Input data.
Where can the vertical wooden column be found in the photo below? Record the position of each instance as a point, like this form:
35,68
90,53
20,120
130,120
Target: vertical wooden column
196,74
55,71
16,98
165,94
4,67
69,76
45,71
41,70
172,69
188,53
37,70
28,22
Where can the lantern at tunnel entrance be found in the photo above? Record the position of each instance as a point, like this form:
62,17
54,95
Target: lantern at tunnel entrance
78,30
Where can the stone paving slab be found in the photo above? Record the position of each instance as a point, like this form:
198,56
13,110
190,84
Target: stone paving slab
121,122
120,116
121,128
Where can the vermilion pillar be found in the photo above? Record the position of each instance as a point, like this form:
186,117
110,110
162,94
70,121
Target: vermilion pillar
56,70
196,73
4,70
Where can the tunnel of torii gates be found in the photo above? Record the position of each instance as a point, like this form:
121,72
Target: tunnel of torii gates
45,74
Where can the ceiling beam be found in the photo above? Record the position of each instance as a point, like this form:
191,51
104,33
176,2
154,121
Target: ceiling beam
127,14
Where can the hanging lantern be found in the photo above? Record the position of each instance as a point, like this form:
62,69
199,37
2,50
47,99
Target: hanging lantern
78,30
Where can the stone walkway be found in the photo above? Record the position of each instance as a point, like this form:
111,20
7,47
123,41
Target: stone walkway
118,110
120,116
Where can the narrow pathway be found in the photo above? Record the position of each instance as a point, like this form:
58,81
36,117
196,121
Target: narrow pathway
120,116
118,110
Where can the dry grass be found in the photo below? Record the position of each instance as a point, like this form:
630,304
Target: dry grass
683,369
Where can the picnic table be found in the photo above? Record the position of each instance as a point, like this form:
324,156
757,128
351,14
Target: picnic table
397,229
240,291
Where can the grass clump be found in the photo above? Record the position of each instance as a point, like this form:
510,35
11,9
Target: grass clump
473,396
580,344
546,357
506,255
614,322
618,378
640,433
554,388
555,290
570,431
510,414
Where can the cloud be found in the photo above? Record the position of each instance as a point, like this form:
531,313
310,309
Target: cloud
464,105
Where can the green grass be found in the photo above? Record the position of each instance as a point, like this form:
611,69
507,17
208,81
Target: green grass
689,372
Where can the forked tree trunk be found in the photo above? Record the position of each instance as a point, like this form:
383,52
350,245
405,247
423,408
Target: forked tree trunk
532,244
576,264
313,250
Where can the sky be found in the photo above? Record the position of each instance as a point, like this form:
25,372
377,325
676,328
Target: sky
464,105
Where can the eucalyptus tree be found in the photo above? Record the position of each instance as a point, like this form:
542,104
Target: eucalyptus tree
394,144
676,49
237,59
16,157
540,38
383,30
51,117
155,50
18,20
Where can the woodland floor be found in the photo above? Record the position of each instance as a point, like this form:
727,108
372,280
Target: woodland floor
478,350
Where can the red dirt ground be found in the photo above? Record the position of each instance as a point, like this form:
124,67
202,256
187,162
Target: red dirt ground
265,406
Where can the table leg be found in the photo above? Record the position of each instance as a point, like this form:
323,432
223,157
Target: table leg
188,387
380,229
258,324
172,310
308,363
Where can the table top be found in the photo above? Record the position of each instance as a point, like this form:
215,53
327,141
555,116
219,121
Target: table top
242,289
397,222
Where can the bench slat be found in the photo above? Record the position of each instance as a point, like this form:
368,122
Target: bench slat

What the task asks. Above are the records; copy every line in them that holds the word "slat".

Response below.
Where can the bench slat be found in the photo above? Record the position of each instance as a point, like this form:
Target: bench slat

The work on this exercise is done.